§ Reading text
· · ·
The general section of the Code of Civil Procedure also lays down six concurrent special jurisdictions with the plaintiff being able to choose between them and general jurisdiction (Code of Civil Procedure, Article 41): jurisdiction in respect of legal acts, with either the place where the act was drawn up or the place of performance being taken as connecting factors (Code of Civil Procedure, Article 33); jurisdiction in respect of criminal offences, which in the case of civil disputes arising from acts giving rise to criminal proceedings lies either with the court for the place where the offence was committed or with the court for the place where the consequences of the offence occurred (Code of Civil Procedure, Article 35, Criminal Code, Article 16); jurisdiction in respect of management other than under a court order, which lies with the court for the place of management (Code of Civil Procedure, Article 36); jurisdiction where identical law is applicable, which, mainly in case of jointly defended proceedings, allows the defendants to be sued in a court which has jurisdiction for any one of them (Code of Civil Procedure, Article 37); jurisdiction in matrimonial disputes, which vests in the court for the last place of joint residence of the spouses (Code of Civil Procedure, Article 39); jurisdiction in respect of claims relating to property, where proceedings may be instituted both before the court for the place where the defendant has resided for a reasonable length of time (Code of Civil Procedure, Article 38), and, mainly where proceedings involve a defendant not domiciled in Greece, before the court for the place where property belonging to the defendant or the object in litigation is situated (Code of Civil Procedure, Article 40). With regard to special procedures (Code of Civil Procedure, Articles 591 to 681) Articles 616, 664 and 678 provide for additional forms of concurrent special jurisdiction which in principle favour the plaintiff.

14. The possibility of basing jurisdiction on an agreement between the litigants is very widely recognized in disputes concerning property (Code of Civil Procedure, Articles 3, paragraphs 1, 42 to 44). The agreement may in principle be informal, an agreement in writing being required only where it relates to a potential future dispute. An informal agreement may in principle also he tacit, and be inferred from a defendant's failure to challenge the jurisdiction of the court when entering an appearance at the first hearing of the case. An express agreement is required only where special exclusive jurisdiction is to be set aside. There is a legal presumption that a court on which jurisdiction is conferred has exclusive jurisdiction. In addition, no substantive connecting factor is required between the dispute to which the conferral of jurisdiction relates and the Greek State. The only bar lies in the prohibition against submitting to Greek jurisdiction disputes concerning immovable property situated outside Greece (Code of Civil Procedure, Article 4, first subparagraph, in fine). Lastly, just as jurisdiction may be conferred, it may also be removed with the submission of a dispute to a foreign court; such agreements are not considered as infringements of Greek sovereignty or as contrary to public policy; recourse to foreign courts merely has to be possible so that there is no international denial of justice.
· · ·
§ Required task 1
Pull out every line of the records that contains the string "wheel".
The passage on Greek civil jurisdiction and the records have no connection to each other.

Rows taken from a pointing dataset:
· · ·
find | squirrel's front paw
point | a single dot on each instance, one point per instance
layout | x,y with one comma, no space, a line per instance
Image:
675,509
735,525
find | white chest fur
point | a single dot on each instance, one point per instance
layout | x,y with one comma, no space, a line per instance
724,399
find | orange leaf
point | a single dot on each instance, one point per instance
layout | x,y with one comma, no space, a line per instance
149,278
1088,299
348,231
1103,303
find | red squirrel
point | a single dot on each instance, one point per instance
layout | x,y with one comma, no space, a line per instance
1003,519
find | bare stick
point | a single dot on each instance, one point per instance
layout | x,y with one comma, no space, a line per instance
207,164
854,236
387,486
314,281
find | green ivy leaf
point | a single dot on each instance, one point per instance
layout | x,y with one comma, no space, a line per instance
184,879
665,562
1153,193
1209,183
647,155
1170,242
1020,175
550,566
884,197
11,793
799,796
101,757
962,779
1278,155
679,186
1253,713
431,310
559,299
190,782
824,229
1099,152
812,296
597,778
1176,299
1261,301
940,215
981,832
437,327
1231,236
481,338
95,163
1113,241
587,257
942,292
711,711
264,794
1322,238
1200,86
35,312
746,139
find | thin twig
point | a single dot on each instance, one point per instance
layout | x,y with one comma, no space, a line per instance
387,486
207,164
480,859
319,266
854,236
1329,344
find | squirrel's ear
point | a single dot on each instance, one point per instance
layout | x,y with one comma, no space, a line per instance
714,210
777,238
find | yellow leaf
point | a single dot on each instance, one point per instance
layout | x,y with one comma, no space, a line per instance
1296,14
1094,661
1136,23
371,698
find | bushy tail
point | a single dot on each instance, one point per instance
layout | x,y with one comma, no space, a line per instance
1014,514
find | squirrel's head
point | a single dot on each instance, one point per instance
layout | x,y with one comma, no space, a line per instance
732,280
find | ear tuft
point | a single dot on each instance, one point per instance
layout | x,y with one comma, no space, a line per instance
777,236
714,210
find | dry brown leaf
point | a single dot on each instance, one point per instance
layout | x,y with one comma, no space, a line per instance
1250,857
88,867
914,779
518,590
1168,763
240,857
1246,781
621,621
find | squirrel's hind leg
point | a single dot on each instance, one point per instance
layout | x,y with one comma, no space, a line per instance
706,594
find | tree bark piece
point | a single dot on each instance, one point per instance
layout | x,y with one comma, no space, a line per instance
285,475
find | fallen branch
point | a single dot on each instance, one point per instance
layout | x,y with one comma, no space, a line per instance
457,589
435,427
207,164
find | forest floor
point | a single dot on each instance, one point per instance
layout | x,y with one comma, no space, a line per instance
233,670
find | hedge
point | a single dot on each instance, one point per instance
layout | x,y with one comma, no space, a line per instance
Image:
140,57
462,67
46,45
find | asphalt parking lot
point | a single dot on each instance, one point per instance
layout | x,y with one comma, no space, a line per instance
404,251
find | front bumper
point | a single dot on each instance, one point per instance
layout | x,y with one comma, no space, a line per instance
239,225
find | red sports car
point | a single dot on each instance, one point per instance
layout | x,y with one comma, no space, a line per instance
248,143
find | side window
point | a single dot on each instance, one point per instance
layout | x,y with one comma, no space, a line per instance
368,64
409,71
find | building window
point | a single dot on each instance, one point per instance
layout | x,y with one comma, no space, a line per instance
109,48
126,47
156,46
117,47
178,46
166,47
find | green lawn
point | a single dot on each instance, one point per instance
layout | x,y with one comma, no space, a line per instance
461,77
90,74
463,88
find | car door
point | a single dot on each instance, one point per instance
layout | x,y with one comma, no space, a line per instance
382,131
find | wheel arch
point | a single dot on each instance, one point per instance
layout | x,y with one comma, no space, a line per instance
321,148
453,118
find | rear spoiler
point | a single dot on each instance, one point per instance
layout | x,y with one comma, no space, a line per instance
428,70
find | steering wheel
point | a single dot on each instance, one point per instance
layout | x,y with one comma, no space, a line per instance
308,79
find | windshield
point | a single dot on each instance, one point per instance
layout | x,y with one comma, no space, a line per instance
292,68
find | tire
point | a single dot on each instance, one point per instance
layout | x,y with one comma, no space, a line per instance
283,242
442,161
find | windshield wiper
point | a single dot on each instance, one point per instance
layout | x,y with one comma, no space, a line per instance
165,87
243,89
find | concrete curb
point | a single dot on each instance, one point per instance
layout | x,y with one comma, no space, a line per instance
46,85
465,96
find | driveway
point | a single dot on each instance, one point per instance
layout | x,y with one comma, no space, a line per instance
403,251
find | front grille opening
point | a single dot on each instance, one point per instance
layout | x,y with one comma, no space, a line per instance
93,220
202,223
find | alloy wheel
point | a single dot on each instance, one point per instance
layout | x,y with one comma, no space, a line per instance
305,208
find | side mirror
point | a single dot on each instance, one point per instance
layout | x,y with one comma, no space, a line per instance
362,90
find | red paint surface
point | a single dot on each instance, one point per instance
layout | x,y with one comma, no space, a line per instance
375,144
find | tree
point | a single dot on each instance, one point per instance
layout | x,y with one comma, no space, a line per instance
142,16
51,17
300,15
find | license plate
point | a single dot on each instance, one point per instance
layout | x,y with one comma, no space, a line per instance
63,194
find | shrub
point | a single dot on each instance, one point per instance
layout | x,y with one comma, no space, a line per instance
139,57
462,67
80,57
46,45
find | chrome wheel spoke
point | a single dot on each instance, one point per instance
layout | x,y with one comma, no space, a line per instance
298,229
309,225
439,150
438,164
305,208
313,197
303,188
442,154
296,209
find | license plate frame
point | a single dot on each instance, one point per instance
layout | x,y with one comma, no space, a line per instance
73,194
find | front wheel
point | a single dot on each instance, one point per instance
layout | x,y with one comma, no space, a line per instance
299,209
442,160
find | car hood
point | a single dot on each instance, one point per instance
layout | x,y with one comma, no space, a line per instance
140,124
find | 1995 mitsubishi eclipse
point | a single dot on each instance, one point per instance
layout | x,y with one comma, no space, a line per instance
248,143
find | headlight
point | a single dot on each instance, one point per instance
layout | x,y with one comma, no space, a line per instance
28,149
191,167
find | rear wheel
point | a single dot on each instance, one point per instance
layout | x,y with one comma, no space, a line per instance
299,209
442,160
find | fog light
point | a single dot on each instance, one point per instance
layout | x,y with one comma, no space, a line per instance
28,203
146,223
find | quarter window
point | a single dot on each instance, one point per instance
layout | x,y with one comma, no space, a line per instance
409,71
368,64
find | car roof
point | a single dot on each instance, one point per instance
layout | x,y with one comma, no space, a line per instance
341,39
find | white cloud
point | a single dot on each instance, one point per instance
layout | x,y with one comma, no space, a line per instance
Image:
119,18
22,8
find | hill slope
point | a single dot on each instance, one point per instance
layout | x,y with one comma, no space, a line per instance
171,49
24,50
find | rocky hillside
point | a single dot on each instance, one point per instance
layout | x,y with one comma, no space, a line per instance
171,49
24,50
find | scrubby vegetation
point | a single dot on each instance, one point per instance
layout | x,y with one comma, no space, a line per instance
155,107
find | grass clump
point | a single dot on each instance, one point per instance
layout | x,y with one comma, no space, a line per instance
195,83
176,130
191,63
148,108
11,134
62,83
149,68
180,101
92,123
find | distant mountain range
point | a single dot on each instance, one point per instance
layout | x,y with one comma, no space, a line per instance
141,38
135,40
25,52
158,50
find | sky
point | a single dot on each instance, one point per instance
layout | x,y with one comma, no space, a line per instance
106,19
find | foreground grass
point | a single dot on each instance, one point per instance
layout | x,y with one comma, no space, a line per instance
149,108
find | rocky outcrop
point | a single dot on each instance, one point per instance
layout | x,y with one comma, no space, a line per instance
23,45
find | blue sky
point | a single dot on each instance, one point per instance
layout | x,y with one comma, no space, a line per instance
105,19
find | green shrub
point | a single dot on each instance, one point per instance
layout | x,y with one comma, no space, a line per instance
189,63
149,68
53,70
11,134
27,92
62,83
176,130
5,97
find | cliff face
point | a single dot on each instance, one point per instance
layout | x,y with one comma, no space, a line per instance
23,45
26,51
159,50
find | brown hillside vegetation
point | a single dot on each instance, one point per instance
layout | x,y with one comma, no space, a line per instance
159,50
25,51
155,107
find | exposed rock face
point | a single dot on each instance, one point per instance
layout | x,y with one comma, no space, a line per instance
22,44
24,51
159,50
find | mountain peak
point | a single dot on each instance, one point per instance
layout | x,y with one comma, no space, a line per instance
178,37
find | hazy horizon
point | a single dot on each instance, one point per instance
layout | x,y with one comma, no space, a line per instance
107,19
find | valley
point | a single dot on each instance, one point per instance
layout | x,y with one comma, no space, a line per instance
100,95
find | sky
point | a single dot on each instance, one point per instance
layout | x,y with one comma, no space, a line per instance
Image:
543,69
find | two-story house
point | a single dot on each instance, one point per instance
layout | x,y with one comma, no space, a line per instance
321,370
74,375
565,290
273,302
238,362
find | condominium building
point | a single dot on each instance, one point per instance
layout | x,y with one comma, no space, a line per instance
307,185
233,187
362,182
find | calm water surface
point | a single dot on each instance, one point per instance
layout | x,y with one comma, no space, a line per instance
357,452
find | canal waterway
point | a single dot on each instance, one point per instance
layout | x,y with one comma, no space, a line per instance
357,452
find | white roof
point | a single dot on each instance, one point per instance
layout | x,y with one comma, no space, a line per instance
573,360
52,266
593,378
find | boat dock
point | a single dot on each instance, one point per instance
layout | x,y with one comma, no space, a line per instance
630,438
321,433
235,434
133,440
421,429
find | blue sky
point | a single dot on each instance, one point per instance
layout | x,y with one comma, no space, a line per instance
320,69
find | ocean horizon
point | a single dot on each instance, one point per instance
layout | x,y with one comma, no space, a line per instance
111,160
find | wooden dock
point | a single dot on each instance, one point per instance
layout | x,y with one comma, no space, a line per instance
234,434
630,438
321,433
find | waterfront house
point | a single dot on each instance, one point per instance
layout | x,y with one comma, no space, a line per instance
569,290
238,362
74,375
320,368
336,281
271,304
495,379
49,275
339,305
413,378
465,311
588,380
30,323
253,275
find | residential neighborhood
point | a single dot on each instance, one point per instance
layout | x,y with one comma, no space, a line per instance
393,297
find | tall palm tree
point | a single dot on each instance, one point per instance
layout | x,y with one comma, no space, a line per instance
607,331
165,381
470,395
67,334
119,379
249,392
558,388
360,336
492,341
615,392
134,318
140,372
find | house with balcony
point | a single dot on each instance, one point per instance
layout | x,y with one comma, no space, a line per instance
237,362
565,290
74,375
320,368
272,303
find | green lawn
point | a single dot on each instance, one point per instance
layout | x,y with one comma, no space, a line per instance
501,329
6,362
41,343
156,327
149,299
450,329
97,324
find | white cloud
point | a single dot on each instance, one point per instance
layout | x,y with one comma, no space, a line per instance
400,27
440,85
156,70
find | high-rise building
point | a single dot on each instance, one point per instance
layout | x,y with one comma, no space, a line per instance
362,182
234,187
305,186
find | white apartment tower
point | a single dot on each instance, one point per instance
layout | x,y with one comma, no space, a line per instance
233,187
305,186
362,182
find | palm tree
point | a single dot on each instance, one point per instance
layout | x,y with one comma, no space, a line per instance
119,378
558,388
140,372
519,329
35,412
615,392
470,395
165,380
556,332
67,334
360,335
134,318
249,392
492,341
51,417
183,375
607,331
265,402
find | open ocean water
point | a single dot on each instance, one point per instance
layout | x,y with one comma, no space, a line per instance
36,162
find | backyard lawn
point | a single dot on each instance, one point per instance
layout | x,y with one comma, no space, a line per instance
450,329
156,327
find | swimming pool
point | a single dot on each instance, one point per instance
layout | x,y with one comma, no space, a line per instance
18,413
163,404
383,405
· · ·
§ Required task 2
According to the passage on Greek civil jurisdiction, when is a written agreement on jurisdiction required?

§ Result 1
find | wheel arch
find | steering wheel
find | alloy wheel
find | chrome wheel spoke
find | front wheel
find | rear wheel

§ Result 2
Only when the agreement relates to a potential future dispute.